Sem dúvida que alguma legislação de enquadramento e sobretudo as listas de bens
móveis inventariados e classificados carecem de revisão. Um dos aspectos que
importaria aprofundar seria o dos benefícios fiscais tanto para os proprietários
desses bens, compensando-os das serventias inerentes aos mesmos, como para os
agentes económicos que entendessem dar resposta a cada apelo do Estado no
sentido da aquisição de alguns deles, sempre muito criteriosamente
seleccionados. Mas, no essencial, podemos afirmar que Portugal possui
legislação que segue as filosofias, parâmetros e operacionalizações
internacionais das últimas décadas, especialmente articuladas com a União
Europeia.
Quando um particular pretende vender um bem classificado, o Estado possui
direito de opção de compra e algumas vezes o exerceu, como aconteceu em 2007
com a já citada pintura de Tiepolo. Mas esta intervenção é rara. Mesmo em casos
muito controversos, como foi a gravosa exportação e venda em Paris, em 2011, de
mais de vinte pinturas de Vieira da Silva, da colecção Jorge de Brito, que
deveriam ter sido adquiridas para os museus nacionais e para a Fundação Arpad
Szénes-Vieira da Silva, a autorização de exportação definitiva foi dada, depois
de ouvida a secção relevante do Conselho Nacional de Cultura, que entendeu dar
parecer positivo, pesados todos os argumentos substantivos sobre a relevância
patrimonial nacional das referidas obras.
Há, nesta matéria, como noutras, uma espécie de invasiva podridão. À manifesta
desmemória dos envolvidos junta-se uma postura anticultural, de menorização da
coisa pública e, dentro dela, dos valores patrimoniais. Os particulares sabem
que os museus não têm um cêntimo de orçamento para aquisições, ao contrário do
que aconteceu pelo menos até à década de 1980. O organismo da tutela, hoje
Direcção-Geral do Património Cultural, tem idêntico orçamento zero. A instância
política manifesta nível crescentemente preocupante de incúria, incapacidade,
senão dolosa irresponsabilidade. Aproveitando a maré, os especuladores
insinuam-se nos interstícios da lei e até se poderá admitir que, aqui ou ali,
possam conduzir a chicana judiciária da forma mais conveniente às suas causas.

## Tarefa proposta A
Nos registos, transcreva novamente apenas o trecho que se inicia na linha que contém "Would you mind annotating the metal" e se encerra na linha que contém "(1153, 454)", ambas incluídas e com os pedidos mantidos. Escale todas as coordenadas das respostas, multiplicando-as por 2,55 e arredondando-as ao inteiro mais próximo, com as metades para cima.

## Material fornecido
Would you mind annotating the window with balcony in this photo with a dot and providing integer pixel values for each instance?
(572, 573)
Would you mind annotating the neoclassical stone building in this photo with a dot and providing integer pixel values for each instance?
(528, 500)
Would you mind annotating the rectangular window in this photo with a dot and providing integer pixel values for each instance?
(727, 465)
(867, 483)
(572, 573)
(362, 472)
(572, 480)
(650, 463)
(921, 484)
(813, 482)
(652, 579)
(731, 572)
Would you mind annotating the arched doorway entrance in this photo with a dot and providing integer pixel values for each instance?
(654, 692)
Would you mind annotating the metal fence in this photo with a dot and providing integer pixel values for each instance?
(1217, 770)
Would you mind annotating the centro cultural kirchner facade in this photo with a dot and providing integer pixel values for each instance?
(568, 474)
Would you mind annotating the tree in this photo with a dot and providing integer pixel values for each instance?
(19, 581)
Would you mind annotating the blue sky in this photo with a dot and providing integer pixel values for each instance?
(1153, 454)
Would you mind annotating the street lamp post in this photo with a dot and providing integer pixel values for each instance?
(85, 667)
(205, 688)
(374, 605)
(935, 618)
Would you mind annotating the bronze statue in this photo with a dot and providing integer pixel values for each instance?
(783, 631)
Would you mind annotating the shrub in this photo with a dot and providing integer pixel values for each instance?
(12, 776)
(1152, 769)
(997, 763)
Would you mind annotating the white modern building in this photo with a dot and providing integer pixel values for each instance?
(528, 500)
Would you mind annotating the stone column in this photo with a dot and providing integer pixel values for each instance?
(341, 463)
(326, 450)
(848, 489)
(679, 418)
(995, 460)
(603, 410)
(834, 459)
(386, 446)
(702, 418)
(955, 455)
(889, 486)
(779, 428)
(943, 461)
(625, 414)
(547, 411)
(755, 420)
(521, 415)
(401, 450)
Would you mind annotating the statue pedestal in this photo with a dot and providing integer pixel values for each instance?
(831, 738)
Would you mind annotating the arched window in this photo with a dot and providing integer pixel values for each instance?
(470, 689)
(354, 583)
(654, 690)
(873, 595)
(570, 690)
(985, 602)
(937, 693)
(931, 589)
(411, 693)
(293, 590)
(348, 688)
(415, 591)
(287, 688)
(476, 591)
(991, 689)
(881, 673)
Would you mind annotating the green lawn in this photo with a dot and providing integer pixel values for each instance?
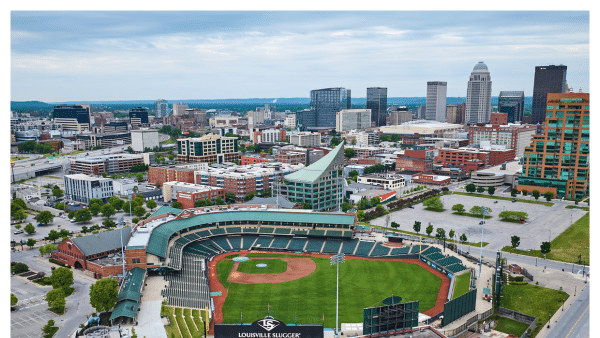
(510, 326)
(362, 284)
(567, 246)
(548, 204)
(533, 300)
(461, 285)
(273, 266)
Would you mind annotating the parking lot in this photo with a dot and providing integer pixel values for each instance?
(543, 223)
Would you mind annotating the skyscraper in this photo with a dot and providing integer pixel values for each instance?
(479, 95)
(512, 103)
(548, 79)
(377, 102)
(161, 108)
(435, 107)
(325, 103)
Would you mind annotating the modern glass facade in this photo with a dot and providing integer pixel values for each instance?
(326, 103)
(512, 103)
(548, 79)
(559, 158)
(377, 102)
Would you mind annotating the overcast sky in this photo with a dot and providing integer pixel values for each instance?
(79, 56)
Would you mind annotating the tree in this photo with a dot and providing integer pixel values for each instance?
(545, 248)
(459, 208)
(53, 236)
(56, 298)
(83, 215)
(417, 226)
(151, 204)
(429, 229)
(139, 211)
(103, 294)
(29, 229)
(45, 217)
(515, 241)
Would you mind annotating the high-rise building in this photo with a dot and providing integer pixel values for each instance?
(73, 117)
(435, 108)
(324, 104)
(512, 103)
(348, 119)
(479, 95)
(548, 79)
(138, 115)
(559, 159)
(161, 108)
(377, 102)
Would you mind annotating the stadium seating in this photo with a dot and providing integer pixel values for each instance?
(379, 250)
(348, 246)
(364, 248)
(332, 246)
(297, 244)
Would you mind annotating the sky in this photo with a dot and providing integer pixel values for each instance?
(111, 55)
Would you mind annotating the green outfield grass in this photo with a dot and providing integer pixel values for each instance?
(273, 266)
(461, 285)
(362, 284)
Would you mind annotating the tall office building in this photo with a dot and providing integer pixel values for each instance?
(435, 108)
(161, 108)
(512, 103)
(73, 117)
(479, 95)
(548, 79)
(324, 104)
(559, 159)
(377, 102)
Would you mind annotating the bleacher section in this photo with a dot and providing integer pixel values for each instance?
(349, 246)
(332, 247)
(364, 248)
(297, 244)
(380, 250)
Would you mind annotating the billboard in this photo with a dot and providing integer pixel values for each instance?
(268, 327)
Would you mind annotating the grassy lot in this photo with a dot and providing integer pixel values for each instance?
(461, 285)
(362, 284)
(510, 326)
(533, 300)
(548, 204)
(567, 246)
(273, 266)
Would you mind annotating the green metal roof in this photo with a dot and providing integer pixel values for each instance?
(166, 210)
(159, 239)
(314, 171)
(127, 308)
(133, 283)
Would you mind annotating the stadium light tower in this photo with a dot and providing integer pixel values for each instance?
(337, 259)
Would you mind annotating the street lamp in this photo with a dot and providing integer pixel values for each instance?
(337, 259)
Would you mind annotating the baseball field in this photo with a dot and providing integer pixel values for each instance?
(307, 299)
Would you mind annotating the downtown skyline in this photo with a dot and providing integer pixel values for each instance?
(96, 56)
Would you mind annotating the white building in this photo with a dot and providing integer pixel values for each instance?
(349, 119)
(144, 138)
(435, 108)
(479, 95)
(83, 188)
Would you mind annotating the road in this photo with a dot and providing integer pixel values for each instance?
(575, 322)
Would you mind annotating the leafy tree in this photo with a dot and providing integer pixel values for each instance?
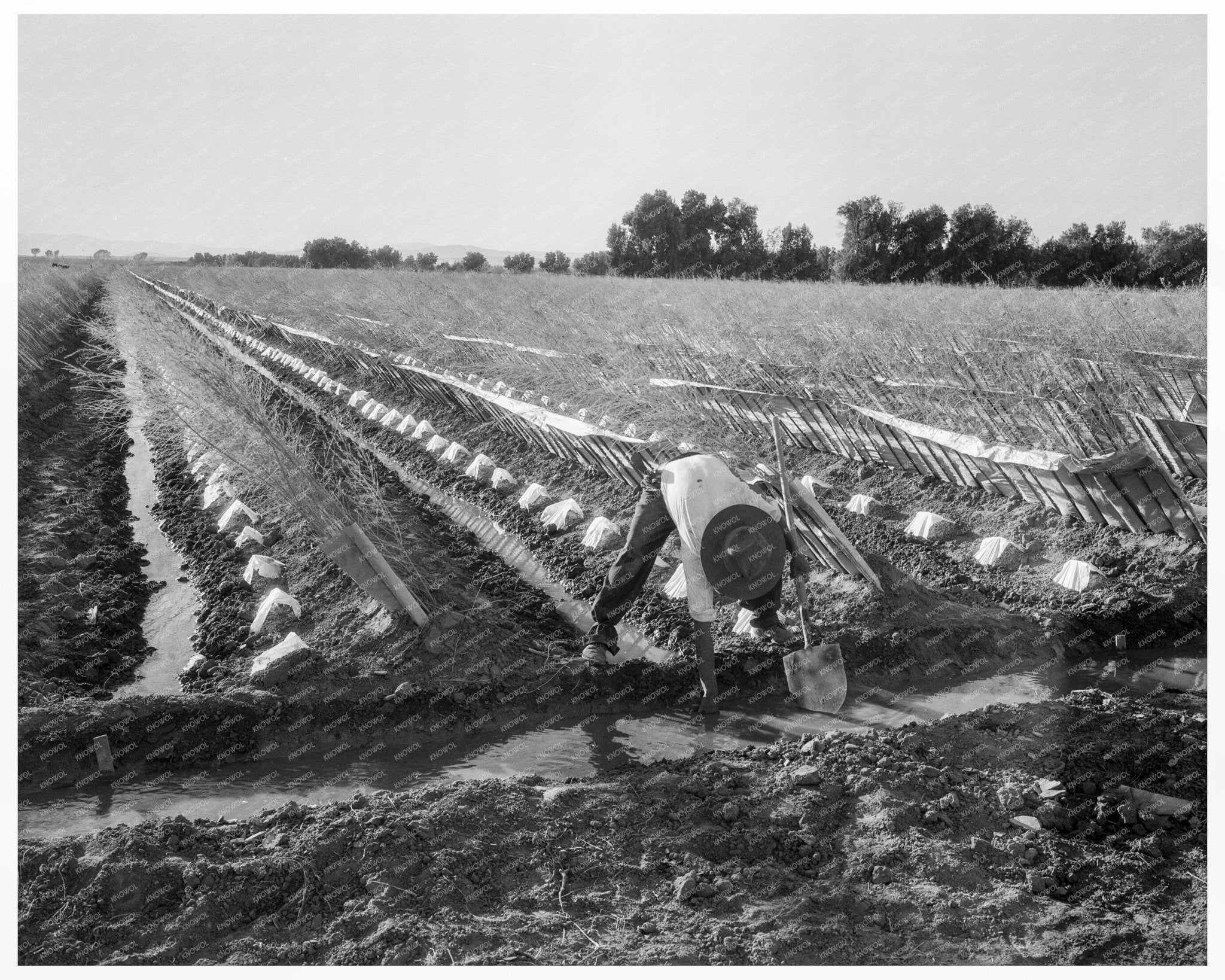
(918, 245)
(1172, 256)
(336, 252)
(1066, 260)
(385, 257)
(700, 222)
(796, 256)
(593, 264)
(739, 246)
(520, 263)
(869, 228)
(647, 242)
(982, 248)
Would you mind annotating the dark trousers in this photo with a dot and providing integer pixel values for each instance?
(647, 535)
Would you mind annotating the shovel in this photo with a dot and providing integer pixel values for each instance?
(815, 675)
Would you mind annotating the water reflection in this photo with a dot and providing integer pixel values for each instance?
(560, 749)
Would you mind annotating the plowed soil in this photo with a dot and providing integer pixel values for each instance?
(927, 844)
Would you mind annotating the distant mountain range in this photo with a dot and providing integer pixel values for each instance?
(90, 244)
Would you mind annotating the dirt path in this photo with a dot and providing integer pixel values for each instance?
(883, 848)
(81, 592)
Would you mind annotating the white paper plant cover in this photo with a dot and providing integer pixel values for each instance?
(292, 643)
(479, 462)
(811, 483)
(248, 534)
(991, 550)
(275, 598)
(237, 507)
(677, 587)
(264, 566)
(214, 493)
(925, 525)
(560, 513)
(534, 493)
(1076, 575)
(599, 531)
(860, 504)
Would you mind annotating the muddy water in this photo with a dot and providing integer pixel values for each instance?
(562, 749)
(168, 619)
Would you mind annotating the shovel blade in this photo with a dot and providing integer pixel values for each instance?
(818, 678)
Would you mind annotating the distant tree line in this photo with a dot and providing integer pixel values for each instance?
(337, 252)
(252, 260)
(885, 244)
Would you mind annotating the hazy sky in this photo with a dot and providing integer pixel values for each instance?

## Tarefa proposta B
Dê continuidade ao texto sobre a legislação do património cultural em Portugal, a partir do ponto em que termina.

## Resposta A
Would you mind annotating the metal fence in this photo with a dot and providing integer pixel values for each instance?
(3103, 1964)
Would you mind annotating the centro cultural kirchner facade in this photo with a dot and providing integer pixel values for each instance?
(1448, 1209)
Would you mind annotating the tree in this photo with a dot and providing integer pixel values for each instance?
(48, 1482)
Would you mind annotating the blue sky in this photo with a dot and providing integer pixel values for each instance?
(2940, 1158)

## Resposta B
Neste caldo de opacidades, o património móvel português junta-se ao vasto campo
das vítimas mais frágeis e desguarnecidas de protecção: está em risco
crescente, à disposição de interesses mercantis escandalosíssimos, de
negociantes sem escrúpulos, que ofendem eles próprios os verdadeiros
coleccionadores em quem o Estado encontra aliados, porque neles prevalece o
gosto do Belo e o brio patriótico que está na base do contrato nacional.
Sabemos por isso que o nosso sobressalto cívico a propósito da tábua de
Crivelli é amplamente partilhado por todos os que não se revêem na actuação amoral
e anticultural de quem entende que o dinheiro compra tudo. Dinheiro, dinheiro,
dinheiro! Mas não houve dinheiro, dezenas de milhões, para construir um novo
Museu dos Coches? Não nos falem, pois em dinheiro, porque não somente nem tudo
se lhe reduz, como dinheiro existe. Basta administrá-lo bem, estabelecendo as
prioridades que melhor sirvam a perenidade da pátria. Ética e sentido de
compromisso cívico, eis o que acima de tudo faz falta neste Portugal de aqui e
agora.
Presidente da Comissão Nacional Portuguesa
do Conselho Internacional dos Museus; directora do Instituto de História da
Arte da Faculdade de Ciência Sociais e Humanas da Universidade Nova de Lisboa;
director do Instituto de História da Arte da Faculdade de Letras da
Universidade de Lisboa.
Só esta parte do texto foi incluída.